## Exercise goal
Transcribe the records word for word. Leave every picture out.

::: Stored data :::

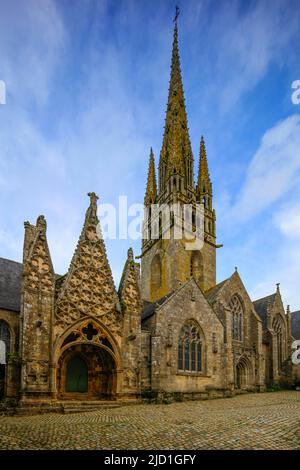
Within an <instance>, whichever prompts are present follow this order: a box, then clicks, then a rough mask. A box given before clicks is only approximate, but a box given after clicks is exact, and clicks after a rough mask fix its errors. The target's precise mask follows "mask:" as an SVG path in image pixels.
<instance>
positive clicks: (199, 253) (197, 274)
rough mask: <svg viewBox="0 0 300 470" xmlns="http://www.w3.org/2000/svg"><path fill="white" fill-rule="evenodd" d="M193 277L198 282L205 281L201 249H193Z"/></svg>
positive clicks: (191, 256) (192, 256) (200, 282)
mask: <svg viewBox="0 0 300 470" xmlns="http://www.w3.org/2000/svg"><path fill="white" fill-rule="evenodd" d="M190 267H191V277H193V278H194V279H195V280H196V282H198V283H200V285H201V284H202V283H203V259H202V255H201V253H199V251H193V252H192V256H191V264H190Z"/></svg>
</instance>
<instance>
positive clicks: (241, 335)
mask: <svg viewBox="0 0 300 470" xmlns="http://www.w3.org/2000/svg"><path fill="white" fill-rule="evenodd" d="M229 307H230V310H231V313H232V339H234V340H236V341H242V340H243V306H242V303H241V301H240V299H239V298H238V296H237V295H234V296H233V297H232V299H231V301H230V304H229Z"/></svg>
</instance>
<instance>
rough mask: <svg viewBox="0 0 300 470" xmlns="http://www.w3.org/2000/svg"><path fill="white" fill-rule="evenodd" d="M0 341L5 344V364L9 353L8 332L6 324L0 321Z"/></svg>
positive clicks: (9, 351) (4, 321) (8, 340)
mask: <svg viewBox="0 0 300 470" xmlns="http://www.w3.org/2000/svg"><path fill="white" fill-rule="evenodd" d="M0 341H3V343H4V344H5V363H7V360H8V354H9V353H10V330H9V326H8V324H7V323H6V322H5V321H4V320H0Z"/></svg>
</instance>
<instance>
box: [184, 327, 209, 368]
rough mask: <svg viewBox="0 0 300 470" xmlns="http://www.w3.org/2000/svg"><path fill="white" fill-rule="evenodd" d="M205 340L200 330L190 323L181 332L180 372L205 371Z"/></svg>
mask: <svg viewBox="0 0 300 470" xmlns="http://www.w3.org/2000/svg"><path fill="white" fill-rule="evenodd" d="M203 355H204V338H203V335H202V333H201V330H200V328H199V327H198V326H197V324H196V323H195V322H193V321H188V322H187V323H185V324H184V325H183V327H182V328H181V330H180V334H179V340H178V370H179V371H184V372H202V371H203V369H204V357H203Z"/></svg>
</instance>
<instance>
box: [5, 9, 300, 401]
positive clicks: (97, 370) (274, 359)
mask: <svg viewBox="0 0 300 470" xmlns="http://www.w3.org/2000/svg"><path fill="white" fill-rule="evenodd" d="M177 16H178V15H176V18H175V27H174V36H173V48H172V58H171V76H170V84H169V96H168V103H167V111H166V118H165V128H164V135H163V141H162V147H161V152H160V156H159V164H158V179H157V177H156V168H155V160H154V154H153V151H152V149H151V152H150V159H149V169H148V178H147V183H146V194H145V198H144V204H145V208H146V211H147V215H148V217H147V219H146V220H147V224H148V228H149V230H151V226H152V224H151V222H152V220H151V219H152V216H153V214H152V213H151V204H158V205H160V206H163V205H170V204H173V203H179V204H191V205H192V206H193V207H194V208H195V207H196V204H199V203H202V204H203V205H204V243H203V246H202V247H201V248H200V249H197V250H190V249H186V243H187V240H185V239H181V240H180V239H176V238H175V237H174V230H175V225H176V224H175V222H174V219H173V220H172V221H171V237H170V239H165V238H164V237H163V236H162V235H163V227H162V226H161V220H158V222H157V223H158V226H159V237H158V238H156V239H155V238H151V237H150V238H144V239H143V240H142V250H141V255H140V256H139V257H138V258H135V257H134V254H133V251H132V249H129V250H128V256H127V260H126V261H125V265H124V270H123V274H122V278H121V282H120V286H119V289H118V291H117V290H116V288H115V285H114V281H113V277H112V272H111V269H110V265H109V261H108V258H107V254H106V249H105V244H104V241H103V240H102V239H101V238H100V237H99V236H98V224H99V220H98V217H97V199H98V198H97V196H96V194H95V193H89V195H88V196H89V205H88V208H87V211H86V215H85V219H84V223H83V228H82V232H81V234H80V236H79V240H78V244H77V246H76V249H75V252H74V255H73V258H72V260H71V262H70V266H69V269H68V272H67V273H66V274H65V275H63V276H59V275H57V274H56V273H55V270H54V267H53V264H52V260H51V253H50V250H49V247H48V243H47V223H46V220H45V218H44V217H43V216H39V217H38V219H37V221H36V224H35V225H33V224H31V223H29V222H25V224H24V225H25V234H24V247H23V261H22V263H17V262H15V261H11V260H7V259H4V258H0V398H1V400H2V401H3V402H7V403H9V401H11V402H13V401H14V402H15V403H19V404H20V405H22V406H26V405H28V406H39V405H41V404H42V403H44V404H45V403H46V404H52V405H53V404H54V405H55V403H63V402H68V401H72V400H73V401H74V402H99V401H101V402H102V401H107V400H112V401H121V402H122V401H128V400H139V399H141V397H148V398H149V397H151V398H157V399H165V398H170V397H173V398H175V399H179V398H180V399H181V398H209V397H215V396H231V395H234V394H235V393H241V392H243V391H263V390H265V389H266V387H269V386H273V385H274V384H276V385H281V386H291V385H292V376H293V370H292V363H291V343H292V341H293V338H296V336H297V334H298V331H300V330H299V324H300V321H299V319H300V312H299V311H298V312H293V313H292V312H290V310H289V309H288V310H287V312H285V309H284V307H283V303H282V299H281V294H280V288H279V284H278V285H277V287H276V289H275V288H274V290H275V292H273V293H271V294H270V295H269V296H267V297H265V298H262V299H258V300H255V301H252V300H251V298H250V296H249V294H248V293H247V290H246V287H245V286H244V284H243V281H242V279H241V277H240V275H239V273H238V271H237V269H235V271H234V272H233V273H232V275H231V276H230V277H229V278H228V279H225V280H223V281H222V282H220V283H218V284H216V252H217V249H218V248H219V247H220V245H218V244H217V241H216V232H217V230H216V212H215V210H214V207H213V189H212V181H211V177H210V172H209V165H208V158H207V153H206V148H205V141H204V138H203V137H201V139H200V149H199V161H198V172H197V175H196V183H195V175H194V156H193V152H192V146H191V142H190V137H189V130H188V120H187V112H186V106H185V100H184V92H183V84H182V76H181V67H180V58H179V46H178V26H177ZM146 228H147V227H146ZM224 249H226V248H224ZM135 259H139V260H140V263H137V262H136V261H135ZM292 328H293V331H292ZM298 339H299V338H298Z"/></svg>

:::

## Exercise response
Within an <instance>, whichever prompts are present follow this order: a box, then clicks, then a rough mask. A box given before clicks is only approximate, but a box given after clicks is exact, and clicks after a rough mask fix its errors. The target's precise mask follows "mask:" as an SVG path in image pixels.
<instance>
positive clicks: (199, 253) (197, 274)
rough mask: <svg viewBox="0 0 300 470" xmlns="http://www.w3.org/2000/svg"><path fill="white" fill-rule="evenodd" d="M193 277L198 282L205 281L201 249H193Z"/></svg>
positive clicks: (191, 256) (192, 256) (200, 282)
mask: <svg viewBox="0 0 300 470" xmlns="http://www.w3.org/2000/svg"><path fill="white" fill-rule="evenodd" d="M190 267H191V277H193V278H194V279H195V280H196V282H198V283H200V285H201V284H202V283H203V259H202V255H201V253H199V251H193V252H192V256H191V264H190Z"/></svg>
</instance>
<instance>
positive clicks: (241, 335)
mask: <svg viewBox="0 0 300 470" xmlns="http://www.w3.org/2000/svg"><path fill="white" fill-rule="evenodd" d="M229 307H230V310H231V313H232V339H234V340H236V341H242V340H243V306H242V303H241V301H240V299H239V298H238V296H237V295H234V296H233V297H232V299H231V301H230V304H229Z"/></svg>
</instance>
<instance>
rough mask: <svg viewBox="0 0 300 470" xmlns="http://www.w3.org/2000/svg"><path fill="white" fill-rule="evenodd" d="M0 341L5 344V364L9 353L8 332L6 324L0 321Z"/></svg>
positive clicks: (9, 351) (4, 321) (8, 340)
mask: <svg viewBox="0 0 300 470" xmlns="http://www.w3.org/2000/svg"><path fill="white" fill-rule="evenodd" d="M0 341H3V343H4V344H5V363H7V360H8V354H9V353H10V330H9V326H8V324H7V323H6V322H5V321H4V320H0Z"/></svg>
</instance>
<instance>
box: [184, 327, 209, 368]
rough mask: <svg viewBox="0 0 300 470" xmlns="http://www.w3.org/2000/svg"><path fill="white" fill-rule="evenodd" d="M205 340L200 330L190 323L181 332L180 372L205 371Z"/></svg>
mask: <svg viewBox="0 0 300 470" xmlns="http://www.w3.org/2000/svg"><path fill="white" fill-rule="evenodd" d="M203 355H204V338H203V335H202V333H201V330H200V328H199V327H198V326H197V324H196V323H195V322H193V321H188V322H187V323H185V324H184V325H183V327H182V328H181V330H180V334H179V340H178V370H179V371H184V372H202V371H203V369H204V357H203Z"/></svg>
</instance>
<instance>
box: [5, 9, 300, 401]
positive clicks: (97, 370) (274, 359)
mask: <svg viewBox="0 0 300 470" xmlns="http://www.w3.org/2000/svg"><path fill="white" fill-rule="evenodd" d="M177 16H178V15H176V18H175V27H174V36H173V48H172V58H171V76H170V84H169V96H168V103H167V111H166V118H165V128H164V135H163V141H162V147H161V152H160V156H159V164H158V179H157V177H156V168H155V160H154V154H153V151H152V149H151V152H150V159H149V169H148V178H147V183H146V194H145V198H144V204H145V208H146V211H147V215H148V217H147V219H146V220H147V224H148V228H149V230H151V226H152V224H151V222H152V220H151V219H152V216H153V214H152V213H151V204H158V205H160V206H163V205H170V204H173V203H179V204H191V205H192V206H193V207H194V208H195V207H196V204H199V203H202V204H203V205H204V243H203V246H202V247H201V248H200V249H197V250H190V249H186V243H187V240H185V239H181V240H180V239H176V238H175V237H174V230H175V225H176V224H175V222H174V219H173V220H172V221H171V237H170V239H165V238H164V237H163V236H162V235H163V227H162V226H161V220H158V222H157V223H158V226H159V237H158V238H156V239H155V238H151V237H150V238H144V239H143V240H142V250H141V255H140V256H139V257H138V258H135V257H134V254H133V251H132V249H129V250H128V256H127V260H126V261H125V265H124V270H123V274H122V278H121V282H120V286H119V289H118V291H117V290H116V288H115V285H114V281H113V277H112V272H111V269H110V265H109V261H108V258H107V254H106V249H105V244H104V241H103V240H102V239H101V238H100V237H99V236H98V224H99V220H98V217H97V199H98V198H97V196H96V194H95V193H89V195H88V196H89V205H88V208H87V211H86V215H85V219H84V223H83V228H82V232H81V234H80V236H79V240H78V244H77V246H76V249H75V252H74V255H73V258H72V260H71V262H70V266H69V269H68V272H67V273H66V274H65V275H63V276H59V275H57V274H56V273H55V270H54V267H53V264H52V260H51V253H50V250H49V247H48V243H47V223H46V220H45V218H44V217H43V216H39V217H38V219H37V221H36V224H35V225H33V224H31V223H29V222H25V224H24V225H25V234H24V247H23V261H22V263H17V262H15V261H11V260H7V259H4V258H0V398H1V400H2V401H3V402H7V403H9V401H11V402H13V401H14V402H15V403H19V404H20V405H22V406H26V405H28V406H39V405H41V404H42V403H44V404H45V403H46V404H52V405H53V404H54V405H55V403H63V402H68V401H72V400H73V401H74V402H99V401H101V402H102V401H107V400H112V401H121V402H122V401H128V400H139V399H141V397H148V398H149V397H151V398H157V399H165V398H170V397H173V398H175V399H179V398H180V399H181V398H209V397H215V396H231V395H234V394H235V393H241V392H243V391H263V390H265V389H266V387H269V386H273V385H274V384H276V385H281V386H291V385H292V376H293V370H292V363H291V343H292V341H293V338H296V336H297V334H298V331H300V330H299V324H300V321H299V319H300V312H299V311H298V312H293V313H292V312H290V310H289V309H288V310H287V312H285V309H284V307H283V303H282V299H281V294H280V288H279V284H278V285H277V287H276V289H275V288H274V290H275V292H273V293H271V294H270V295H269V296H267V297H265V298H262V299H258V300H255V301H252V300H251V298H250V296H249V294H248V293H247V290H246V287H245V286H244V284H243V281H242V279H241V277H240V275H239V273H238V271H237V269H235V271H234V272H233V273H232V275H231V276H230V277H229V278H228V279H225V280H223V281H222V282H220V283H218V284H216V252H217V249H218V248H219V247H220V245H218V244H217V241H216V232H217V230H216V212H215V210H214V207H213V189H212V181H211V177H210V172H209V165H208V158H207V153H206V148H205V141H204V138H203V137H201V139H200V149H199V161H198V172H197V175H196V183H195V175H194V156H193V152H192V146H191V142H190V137H189V130H188V120H187V112H186V106H185V100H184V92H183V84H182V76H181V67H180V58H179V46H178V26H177ZM146 228H147V227H146ZM224 249H226V248H224ZM135 259H139V260H140V263H137V262H136V261H135ZM292 328H293V331H292ZM298 339H299V338H298Z"/></svg>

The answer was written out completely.